- Stored records -
____________________
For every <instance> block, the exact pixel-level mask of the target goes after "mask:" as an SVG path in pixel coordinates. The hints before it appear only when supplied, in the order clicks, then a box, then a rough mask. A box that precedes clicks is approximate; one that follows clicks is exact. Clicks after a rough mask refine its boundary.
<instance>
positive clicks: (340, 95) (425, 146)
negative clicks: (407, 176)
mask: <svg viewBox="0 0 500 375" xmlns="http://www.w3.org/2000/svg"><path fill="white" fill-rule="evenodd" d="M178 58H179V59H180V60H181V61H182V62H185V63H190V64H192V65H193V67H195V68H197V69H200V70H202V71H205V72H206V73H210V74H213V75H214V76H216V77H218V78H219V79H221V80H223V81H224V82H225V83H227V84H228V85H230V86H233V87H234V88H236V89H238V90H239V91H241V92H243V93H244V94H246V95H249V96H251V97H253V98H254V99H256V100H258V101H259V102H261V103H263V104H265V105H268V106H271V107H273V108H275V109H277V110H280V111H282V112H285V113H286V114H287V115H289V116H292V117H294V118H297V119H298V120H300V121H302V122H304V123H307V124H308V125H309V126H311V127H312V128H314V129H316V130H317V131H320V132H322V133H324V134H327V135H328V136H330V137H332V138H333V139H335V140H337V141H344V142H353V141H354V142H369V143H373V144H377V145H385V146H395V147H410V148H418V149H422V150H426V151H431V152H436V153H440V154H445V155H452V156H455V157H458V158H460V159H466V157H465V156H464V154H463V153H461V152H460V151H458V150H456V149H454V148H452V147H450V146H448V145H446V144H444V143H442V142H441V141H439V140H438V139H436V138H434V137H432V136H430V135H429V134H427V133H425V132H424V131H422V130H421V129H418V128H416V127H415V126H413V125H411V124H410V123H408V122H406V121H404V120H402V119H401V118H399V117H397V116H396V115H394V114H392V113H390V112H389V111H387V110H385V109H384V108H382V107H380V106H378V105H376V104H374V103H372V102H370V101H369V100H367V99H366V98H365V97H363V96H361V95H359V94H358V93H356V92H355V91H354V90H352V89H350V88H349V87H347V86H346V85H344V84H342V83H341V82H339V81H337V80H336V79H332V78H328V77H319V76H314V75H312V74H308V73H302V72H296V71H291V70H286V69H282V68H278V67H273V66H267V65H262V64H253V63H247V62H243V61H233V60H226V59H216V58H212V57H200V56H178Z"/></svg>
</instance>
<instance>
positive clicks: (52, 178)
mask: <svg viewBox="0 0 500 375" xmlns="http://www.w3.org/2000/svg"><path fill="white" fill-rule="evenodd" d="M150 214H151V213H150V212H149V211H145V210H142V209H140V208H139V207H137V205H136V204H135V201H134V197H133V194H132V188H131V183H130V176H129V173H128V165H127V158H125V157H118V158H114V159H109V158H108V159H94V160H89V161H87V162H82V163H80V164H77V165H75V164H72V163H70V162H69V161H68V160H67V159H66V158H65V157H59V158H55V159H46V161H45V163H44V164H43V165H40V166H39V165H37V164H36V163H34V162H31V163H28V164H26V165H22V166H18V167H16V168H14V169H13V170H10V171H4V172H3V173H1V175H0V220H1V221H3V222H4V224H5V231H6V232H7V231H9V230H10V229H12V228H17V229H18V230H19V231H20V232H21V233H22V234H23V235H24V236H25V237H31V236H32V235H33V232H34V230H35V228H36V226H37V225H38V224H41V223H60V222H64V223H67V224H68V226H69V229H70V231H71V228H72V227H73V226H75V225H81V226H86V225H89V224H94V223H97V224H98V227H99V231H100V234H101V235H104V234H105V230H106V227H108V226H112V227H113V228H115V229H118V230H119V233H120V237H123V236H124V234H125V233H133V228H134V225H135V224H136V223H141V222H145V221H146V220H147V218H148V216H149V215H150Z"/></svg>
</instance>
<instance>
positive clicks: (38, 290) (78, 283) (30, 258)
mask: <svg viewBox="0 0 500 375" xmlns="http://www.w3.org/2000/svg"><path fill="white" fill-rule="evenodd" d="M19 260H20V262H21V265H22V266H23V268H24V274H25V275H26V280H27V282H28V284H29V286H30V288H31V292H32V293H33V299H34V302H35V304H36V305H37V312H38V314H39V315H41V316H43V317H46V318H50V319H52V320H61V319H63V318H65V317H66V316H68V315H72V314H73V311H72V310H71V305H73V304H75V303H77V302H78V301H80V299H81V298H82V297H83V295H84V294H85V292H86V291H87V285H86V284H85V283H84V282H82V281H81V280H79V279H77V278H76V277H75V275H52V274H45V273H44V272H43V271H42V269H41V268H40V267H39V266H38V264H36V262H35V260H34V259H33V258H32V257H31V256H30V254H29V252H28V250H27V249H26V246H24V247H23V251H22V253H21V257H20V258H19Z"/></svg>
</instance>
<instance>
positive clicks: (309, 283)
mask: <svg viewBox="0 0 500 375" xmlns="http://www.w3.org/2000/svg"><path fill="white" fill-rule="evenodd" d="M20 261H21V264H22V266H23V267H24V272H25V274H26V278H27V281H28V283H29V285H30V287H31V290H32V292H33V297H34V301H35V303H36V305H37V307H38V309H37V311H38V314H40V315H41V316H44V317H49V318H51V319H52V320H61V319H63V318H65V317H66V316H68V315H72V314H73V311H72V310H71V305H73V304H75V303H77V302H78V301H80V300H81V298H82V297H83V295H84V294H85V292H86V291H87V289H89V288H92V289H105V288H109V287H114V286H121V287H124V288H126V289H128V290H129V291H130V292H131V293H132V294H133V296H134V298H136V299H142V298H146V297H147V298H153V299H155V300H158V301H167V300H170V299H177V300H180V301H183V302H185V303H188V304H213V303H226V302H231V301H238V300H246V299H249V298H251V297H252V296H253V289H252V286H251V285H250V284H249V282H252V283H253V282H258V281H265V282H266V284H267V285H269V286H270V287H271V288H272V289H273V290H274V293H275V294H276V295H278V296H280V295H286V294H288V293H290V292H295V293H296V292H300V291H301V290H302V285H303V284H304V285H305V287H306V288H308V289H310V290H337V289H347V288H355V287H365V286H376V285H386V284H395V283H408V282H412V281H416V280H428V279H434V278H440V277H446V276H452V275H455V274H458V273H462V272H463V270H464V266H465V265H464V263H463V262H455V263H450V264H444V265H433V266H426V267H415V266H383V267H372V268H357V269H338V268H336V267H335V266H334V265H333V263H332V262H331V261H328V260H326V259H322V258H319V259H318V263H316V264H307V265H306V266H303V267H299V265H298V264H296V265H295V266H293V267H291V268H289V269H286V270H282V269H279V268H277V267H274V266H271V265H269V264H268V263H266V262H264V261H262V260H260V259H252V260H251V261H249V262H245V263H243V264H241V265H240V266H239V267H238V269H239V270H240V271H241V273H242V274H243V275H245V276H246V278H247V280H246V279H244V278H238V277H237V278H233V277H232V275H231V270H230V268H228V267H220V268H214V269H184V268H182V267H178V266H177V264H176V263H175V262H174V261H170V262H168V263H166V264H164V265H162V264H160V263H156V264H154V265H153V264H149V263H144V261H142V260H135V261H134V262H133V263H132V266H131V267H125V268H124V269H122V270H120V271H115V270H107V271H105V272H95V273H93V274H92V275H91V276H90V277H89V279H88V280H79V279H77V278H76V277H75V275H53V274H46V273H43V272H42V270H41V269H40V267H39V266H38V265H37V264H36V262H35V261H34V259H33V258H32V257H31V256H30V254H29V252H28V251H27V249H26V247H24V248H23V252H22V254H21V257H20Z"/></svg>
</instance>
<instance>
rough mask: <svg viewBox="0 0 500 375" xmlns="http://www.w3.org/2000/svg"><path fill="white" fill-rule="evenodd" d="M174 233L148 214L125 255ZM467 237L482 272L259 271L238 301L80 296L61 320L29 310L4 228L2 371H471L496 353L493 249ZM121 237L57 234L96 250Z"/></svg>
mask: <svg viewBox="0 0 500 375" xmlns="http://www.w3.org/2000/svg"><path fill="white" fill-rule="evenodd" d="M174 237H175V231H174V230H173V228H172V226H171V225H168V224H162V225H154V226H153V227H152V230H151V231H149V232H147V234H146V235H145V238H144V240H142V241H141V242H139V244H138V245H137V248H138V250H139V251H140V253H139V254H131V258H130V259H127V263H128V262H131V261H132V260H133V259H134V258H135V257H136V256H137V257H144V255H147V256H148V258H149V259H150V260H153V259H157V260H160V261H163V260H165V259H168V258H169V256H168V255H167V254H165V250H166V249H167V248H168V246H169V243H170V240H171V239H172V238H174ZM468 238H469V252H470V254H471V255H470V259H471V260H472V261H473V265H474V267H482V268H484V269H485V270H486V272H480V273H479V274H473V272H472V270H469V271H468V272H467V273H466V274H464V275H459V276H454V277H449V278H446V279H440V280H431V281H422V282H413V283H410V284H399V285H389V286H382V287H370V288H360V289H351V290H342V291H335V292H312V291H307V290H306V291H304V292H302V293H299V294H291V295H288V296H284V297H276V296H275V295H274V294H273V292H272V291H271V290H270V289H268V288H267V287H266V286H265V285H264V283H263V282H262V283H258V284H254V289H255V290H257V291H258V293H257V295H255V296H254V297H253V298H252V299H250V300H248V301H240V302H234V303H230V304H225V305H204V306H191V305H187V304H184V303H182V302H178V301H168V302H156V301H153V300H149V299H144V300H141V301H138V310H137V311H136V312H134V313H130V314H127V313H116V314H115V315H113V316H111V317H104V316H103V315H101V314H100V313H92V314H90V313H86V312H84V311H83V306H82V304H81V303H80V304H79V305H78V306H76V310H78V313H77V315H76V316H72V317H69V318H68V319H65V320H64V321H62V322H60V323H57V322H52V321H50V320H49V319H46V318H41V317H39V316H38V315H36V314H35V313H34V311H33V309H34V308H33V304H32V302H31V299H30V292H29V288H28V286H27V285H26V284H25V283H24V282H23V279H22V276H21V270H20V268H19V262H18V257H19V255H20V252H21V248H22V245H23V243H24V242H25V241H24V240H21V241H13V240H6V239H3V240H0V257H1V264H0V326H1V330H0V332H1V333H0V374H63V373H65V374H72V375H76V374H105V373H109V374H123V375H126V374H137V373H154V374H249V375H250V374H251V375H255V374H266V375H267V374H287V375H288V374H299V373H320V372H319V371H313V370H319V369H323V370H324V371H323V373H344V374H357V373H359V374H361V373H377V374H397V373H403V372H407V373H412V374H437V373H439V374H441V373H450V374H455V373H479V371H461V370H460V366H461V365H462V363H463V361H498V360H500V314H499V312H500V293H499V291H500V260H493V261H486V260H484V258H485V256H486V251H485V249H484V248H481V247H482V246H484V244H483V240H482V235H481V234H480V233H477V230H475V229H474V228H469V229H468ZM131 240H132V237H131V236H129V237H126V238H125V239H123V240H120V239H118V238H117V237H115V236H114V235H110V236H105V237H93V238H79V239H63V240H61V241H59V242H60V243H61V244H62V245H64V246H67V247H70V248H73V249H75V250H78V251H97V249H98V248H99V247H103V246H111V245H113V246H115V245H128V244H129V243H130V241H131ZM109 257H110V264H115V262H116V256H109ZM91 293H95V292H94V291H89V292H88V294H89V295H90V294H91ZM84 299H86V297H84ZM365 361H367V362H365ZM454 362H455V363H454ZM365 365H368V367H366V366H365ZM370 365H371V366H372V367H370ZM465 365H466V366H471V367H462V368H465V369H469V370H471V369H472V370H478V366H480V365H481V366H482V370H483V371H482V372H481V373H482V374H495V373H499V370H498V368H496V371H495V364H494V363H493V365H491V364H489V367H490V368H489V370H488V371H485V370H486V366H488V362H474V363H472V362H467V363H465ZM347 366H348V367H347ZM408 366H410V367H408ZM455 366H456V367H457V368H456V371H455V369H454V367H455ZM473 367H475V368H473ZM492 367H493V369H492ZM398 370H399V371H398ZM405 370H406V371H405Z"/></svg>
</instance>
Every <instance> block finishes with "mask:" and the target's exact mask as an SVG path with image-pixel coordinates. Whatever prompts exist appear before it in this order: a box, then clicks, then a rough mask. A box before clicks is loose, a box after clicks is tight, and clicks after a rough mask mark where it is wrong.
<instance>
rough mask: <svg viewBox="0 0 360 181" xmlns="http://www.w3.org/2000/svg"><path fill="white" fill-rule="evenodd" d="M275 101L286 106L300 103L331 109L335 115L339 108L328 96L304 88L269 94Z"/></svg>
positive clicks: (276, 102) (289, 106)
____________________
Filter the entries above down to the lines that contain "then".

- Written answer -
For every <instance> block, the exact pixel-level mask of the target goes after "mask:" as an SVG path in pixel coordinates. The hints before it appear only when supplied, in the order clicks, then a box, then a rough mask. A box that precedes clicks is approximate; one that follows clicks is exact. Clicks after a rough mask refine its boundary.
Every <instance> block finishes with "mask:" and the target's exact mask as an SVG path with image-pixel coordinates. Whatever prompts exist appear before it in this order: a box, then clicks, then a rough mask. A box before clicks is loose, a box after clicks is tight, and clicks after a rough mask mark where it is wrong.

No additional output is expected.